**Fragmento del documento**:

* * * * * * *

Inma González muestra toda su expresividad para inmiscuirse en la piel de una mujer marginada en el contexto de la posguerra
No es desde luego muy preciso hablar de los hijos de La Zaranda, pues esta compañía gaditana bebe de unas tradiciones y de una decadencia socioeconómica muy concreta y pertinaz que ha propiciado unas formas de expresión, un arte, un deje; pero convengamos en que el estilo zarandesco tiene hoy distintos herederos que arrastran los pros y contras de aquella compañía. En la mayoría detecto más los procedimientos formales que la consistencia política y o el componente alegórico que, en aquellos, alcanza la excelencia en varios de sus montajes. En esta línea profundiza Inma González, quien ha tenido formación directa del susodicho grupo teatral. Ha estado estos últimos años recogiendo merecidos aplausos por su espectáculo Mauthausen. La voz de mi abuelo. Ahora emprende proyecto con el texto de Sandra Jiménez para hacerlo suyo, y redundar en una época, la posguerra de aquellos cuarenta.
Inicialmente, al son de una marcha semanasantera, con el redoble del tambor, aparece la actriz muñequizada; una marioneta que se encuentra en una residencia de ancianos. El gesto claro de quien definitivamente no ha alcanzado la libertad en su vida. Su recorrido ha ido desde la servidumbre a ese destino final tan pestilente (ella misma se impregna hiperbólicamente del ambientador). Nuestra protagonista no cede en el expresionismo y se maneja en los extremos. Su acento arrabalero, chillón y desconsiderado; imponente en la situación degradante, auscultando la muerte de sus compañeras. Esa podredumbre nos recuerda, por ejemplo, a El grito en el cielo, que ahora, es del cardo. Pero también hay afecto y gracejo, que consiguen sensibilizarnos con unas circunstancias de clasismo y desconsideración.
Esta planta repleta de espinas, que genera tanta repulsión y desprecio, es la metáfora que lleva consigo esta mujer. En una larga retrospección nos recrea su trabajo de criada en una casa bien avenida. Pensemos en un ambiente rural. Ella está todo el día con el pavo a cuestas, dándole de comer, cebándolo para el festín de la señora. Alienación máxima y esclavitud inevitable para alguien de su condición. Sola, huérfana; una lavandera eterna a la que se le niega cualquier propensión al aprendizaje de las letras. A eso se dedica el pequeño Palomo, el muchacho de la vivienda, proclive a ponerse vestidos y a pintarse los labios en sus juegos de travestismo. Elucubremos sobre un palomo cojo que debe salir de ese hogar y que debe tener una educación más «cuidadosa» que lo reconduzca en las buenas costumbres, como Dios manda. Así lo recibe con tremenda confusión nuestra Mariana, cuando regresa el joven pasados unos años.

* * * * * * *

**Problema breve**: Retoma la reseña teatral y sigue escribiéndola justo después de su última frase. Los ítems no tienen nada que ver con la reseña teatral.

**Datos disponibles**:
* * * * * * *

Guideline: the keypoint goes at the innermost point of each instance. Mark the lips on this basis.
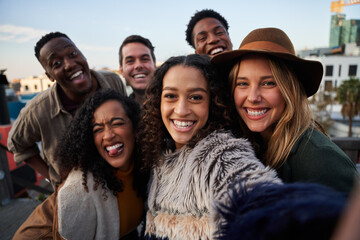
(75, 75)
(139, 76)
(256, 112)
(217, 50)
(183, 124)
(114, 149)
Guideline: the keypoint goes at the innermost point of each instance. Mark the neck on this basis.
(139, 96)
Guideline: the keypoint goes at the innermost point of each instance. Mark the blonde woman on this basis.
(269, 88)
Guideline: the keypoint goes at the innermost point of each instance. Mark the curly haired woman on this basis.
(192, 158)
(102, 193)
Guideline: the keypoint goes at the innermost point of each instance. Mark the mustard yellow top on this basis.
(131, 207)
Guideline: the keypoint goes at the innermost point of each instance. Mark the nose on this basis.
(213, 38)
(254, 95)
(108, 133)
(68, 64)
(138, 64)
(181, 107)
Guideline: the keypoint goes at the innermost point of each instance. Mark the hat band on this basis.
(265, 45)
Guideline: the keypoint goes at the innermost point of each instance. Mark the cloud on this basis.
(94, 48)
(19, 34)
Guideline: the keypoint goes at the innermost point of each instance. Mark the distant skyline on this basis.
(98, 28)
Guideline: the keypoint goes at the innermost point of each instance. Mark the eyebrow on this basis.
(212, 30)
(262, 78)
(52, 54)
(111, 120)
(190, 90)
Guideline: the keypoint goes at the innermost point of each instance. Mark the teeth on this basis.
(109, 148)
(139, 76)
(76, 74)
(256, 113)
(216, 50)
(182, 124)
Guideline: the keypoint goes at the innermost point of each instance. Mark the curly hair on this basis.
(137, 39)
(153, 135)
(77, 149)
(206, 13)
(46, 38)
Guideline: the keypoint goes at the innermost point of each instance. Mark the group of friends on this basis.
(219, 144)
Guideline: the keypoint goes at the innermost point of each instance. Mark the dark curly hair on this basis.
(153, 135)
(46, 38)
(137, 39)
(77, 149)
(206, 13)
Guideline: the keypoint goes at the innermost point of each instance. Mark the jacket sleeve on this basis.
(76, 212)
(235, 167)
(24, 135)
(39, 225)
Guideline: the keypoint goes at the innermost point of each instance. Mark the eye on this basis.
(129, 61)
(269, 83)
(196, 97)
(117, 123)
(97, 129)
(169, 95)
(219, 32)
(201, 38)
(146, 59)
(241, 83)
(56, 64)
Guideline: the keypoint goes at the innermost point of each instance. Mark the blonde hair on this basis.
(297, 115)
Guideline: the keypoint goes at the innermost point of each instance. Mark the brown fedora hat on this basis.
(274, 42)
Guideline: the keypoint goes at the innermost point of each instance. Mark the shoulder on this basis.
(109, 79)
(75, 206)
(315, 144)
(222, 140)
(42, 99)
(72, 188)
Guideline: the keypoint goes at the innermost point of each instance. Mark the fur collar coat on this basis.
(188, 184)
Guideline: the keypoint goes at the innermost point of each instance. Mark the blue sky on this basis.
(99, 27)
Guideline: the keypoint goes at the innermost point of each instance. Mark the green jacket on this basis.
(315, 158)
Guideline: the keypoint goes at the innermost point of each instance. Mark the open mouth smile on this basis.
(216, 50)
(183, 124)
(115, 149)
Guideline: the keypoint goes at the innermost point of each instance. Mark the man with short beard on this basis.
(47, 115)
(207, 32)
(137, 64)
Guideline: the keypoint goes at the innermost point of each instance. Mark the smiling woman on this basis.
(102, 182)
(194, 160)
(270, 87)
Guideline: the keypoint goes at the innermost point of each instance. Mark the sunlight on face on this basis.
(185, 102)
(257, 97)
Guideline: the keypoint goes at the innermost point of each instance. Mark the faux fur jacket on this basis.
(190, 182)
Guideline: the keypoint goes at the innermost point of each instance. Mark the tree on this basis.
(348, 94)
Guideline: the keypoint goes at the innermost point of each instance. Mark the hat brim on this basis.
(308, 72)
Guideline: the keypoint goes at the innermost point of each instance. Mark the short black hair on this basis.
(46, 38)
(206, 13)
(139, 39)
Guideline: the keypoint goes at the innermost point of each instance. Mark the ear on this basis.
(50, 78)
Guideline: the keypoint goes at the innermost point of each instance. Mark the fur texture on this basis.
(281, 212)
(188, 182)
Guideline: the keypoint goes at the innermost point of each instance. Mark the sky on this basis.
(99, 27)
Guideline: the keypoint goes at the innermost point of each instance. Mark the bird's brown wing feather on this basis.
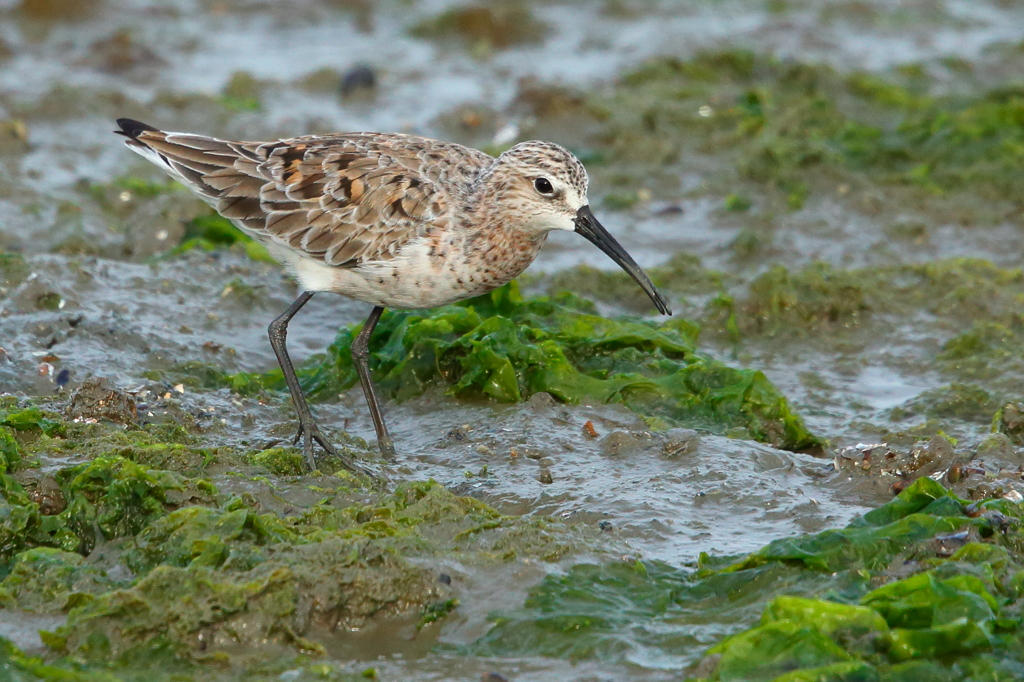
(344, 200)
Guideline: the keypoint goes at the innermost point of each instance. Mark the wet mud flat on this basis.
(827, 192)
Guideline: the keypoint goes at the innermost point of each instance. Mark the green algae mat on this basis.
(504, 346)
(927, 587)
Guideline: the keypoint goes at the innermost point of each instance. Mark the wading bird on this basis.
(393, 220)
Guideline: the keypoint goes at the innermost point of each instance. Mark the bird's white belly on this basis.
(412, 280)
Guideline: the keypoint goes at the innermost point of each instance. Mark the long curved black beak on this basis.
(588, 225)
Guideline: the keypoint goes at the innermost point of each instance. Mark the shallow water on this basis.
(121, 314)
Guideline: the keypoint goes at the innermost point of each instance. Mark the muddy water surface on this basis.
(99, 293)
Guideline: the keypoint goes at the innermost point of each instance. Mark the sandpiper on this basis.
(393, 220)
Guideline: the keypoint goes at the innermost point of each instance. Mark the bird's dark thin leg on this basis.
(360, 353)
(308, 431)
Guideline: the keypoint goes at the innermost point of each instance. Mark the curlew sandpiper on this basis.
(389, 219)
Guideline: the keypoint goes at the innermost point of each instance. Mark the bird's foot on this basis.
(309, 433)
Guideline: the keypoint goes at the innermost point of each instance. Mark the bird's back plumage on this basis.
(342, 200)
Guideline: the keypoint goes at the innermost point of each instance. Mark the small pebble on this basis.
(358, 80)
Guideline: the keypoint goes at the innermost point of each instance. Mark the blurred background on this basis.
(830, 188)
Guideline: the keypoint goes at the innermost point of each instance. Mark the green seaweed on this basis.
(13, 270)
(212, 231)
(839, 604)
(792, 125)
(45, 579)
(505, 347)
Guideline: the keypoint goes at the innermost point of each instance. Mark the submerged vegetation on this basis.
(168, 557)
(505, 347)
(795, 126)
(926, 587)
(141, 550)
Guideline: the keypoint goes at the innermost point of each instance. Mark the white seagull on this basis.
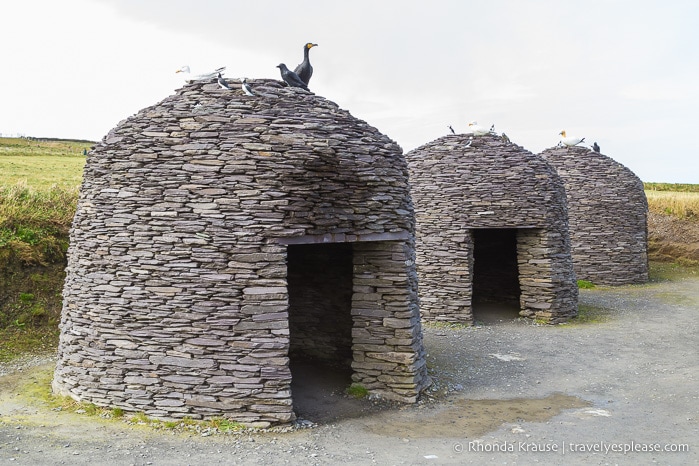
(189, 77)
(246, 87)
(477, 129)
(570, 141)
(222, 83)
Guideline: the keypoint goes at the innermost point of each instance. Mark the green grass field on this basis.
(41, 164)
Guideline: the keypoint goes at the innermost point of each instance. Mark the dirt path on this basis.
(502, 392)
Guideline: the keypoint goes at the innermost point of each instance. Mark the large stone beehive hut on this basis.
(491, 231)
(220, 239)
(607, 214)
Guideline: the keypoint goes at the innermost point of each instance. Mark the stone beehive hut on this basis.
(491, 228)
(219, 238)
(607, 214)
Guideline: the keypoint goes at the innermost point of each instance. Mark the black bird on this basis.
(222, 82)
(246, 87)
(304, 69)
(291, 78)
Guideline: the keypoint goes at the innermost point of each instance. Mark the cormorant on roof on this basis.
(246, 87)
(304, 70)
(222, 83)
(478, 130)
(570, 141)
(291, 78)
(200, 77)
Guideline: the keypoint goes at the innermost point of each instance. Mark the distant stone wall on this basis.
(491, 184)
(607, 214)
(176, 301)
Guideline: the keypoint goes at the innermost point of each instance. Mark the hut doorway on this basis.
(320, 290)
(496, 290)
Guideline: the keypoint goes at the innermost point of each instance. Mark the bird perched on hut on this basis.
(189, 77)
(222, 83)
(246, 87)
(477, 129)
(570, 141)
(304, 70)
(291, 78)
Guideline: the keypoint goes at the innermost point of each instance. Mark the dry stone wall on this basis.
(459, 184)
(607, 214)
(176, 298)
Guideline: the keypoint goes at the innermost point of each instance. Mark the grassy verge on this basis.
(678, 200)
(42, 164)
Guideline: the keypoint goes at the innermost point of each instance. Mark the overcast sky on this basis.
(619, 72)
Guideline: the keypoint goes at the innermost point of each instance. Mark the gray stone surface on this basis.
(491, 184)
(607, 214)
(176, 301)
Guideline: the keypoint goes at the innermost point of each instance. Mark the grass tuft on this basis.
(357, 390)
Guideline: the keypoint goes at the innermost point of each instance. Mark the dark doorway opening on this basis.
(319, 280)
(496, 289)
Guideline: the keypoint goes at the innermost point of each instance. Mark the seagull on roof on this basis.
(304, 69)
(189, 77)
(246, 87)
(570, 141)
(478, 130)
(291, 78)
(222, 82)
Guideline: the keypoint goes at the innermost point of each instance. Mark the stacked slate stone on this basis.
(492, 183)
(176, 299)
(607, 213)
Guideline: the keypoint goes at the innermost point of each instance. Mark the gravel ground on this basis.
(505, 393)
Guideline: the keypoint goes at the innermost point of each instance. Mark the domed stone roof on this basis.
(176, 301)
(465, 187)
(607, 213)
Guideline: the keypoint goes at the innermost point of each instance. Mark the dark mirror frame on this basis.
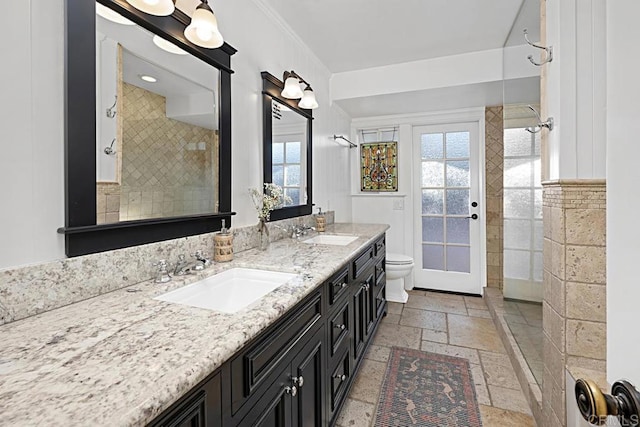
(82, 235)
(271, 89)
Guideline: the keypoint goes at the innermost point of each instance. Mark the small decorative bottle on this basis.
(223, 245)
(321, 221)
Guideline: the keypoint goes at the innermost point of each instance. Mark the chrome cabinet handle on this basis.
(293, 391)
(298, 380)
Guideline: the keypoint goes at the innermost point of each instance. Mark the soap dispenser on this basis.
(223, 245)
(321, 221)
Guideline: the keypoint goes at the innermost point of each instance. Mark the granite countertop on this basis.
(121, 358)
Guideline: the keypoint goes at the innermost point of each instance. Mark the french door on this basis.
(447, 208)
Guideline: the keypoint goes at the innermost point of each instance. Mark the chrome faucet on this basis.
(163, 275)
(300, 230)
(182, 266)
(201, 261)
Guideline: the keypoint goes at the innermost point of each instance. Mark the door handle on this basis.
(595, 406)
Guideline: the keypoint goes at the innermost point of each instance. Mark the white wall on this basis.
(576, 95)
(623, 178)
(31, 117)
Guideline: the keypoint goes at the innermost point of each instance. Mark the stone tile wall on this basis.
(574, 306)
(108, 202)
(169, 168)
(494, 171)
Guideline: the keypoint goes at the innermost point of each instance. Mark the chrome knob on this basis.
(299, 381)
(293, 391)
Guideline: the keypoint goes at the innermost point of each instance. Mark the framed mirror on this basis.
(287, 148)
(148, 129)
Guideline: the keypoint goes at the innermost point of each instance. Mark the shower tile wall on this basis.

* * * * * * *

**Respuesta al ejercicio**:
Todo esto, toda esa vivencia se nos traslada con un manejo inmejorable de la elipsis, del recubrimiento de lo real, de la sociología del momento. Es el espectador el que debe reconstruir el contexto; y eso, en gran medida, requiere de nosotros un adentramiento muy inteligente en lo que acontece. Esto no quita, sin embargo, para que se detecte cierta precariedad argumental; puesto que el montaje es breve y todas las operaciones de repetición van agotando los símbolos y las ideas esenciales que permean toda la función. La sencillez, en el fondo, es imperante y, por eso, se echa en falta una complejidad superior. Esto es algo que vengo recalcando en esos pupilos zarandescos que hoy hallamos en escena. Valga de ejemplo La Tuerta, de Jorge Usón que hace pocos meses ocupó ese mismo espacio en el Teatro Fernán Gómez.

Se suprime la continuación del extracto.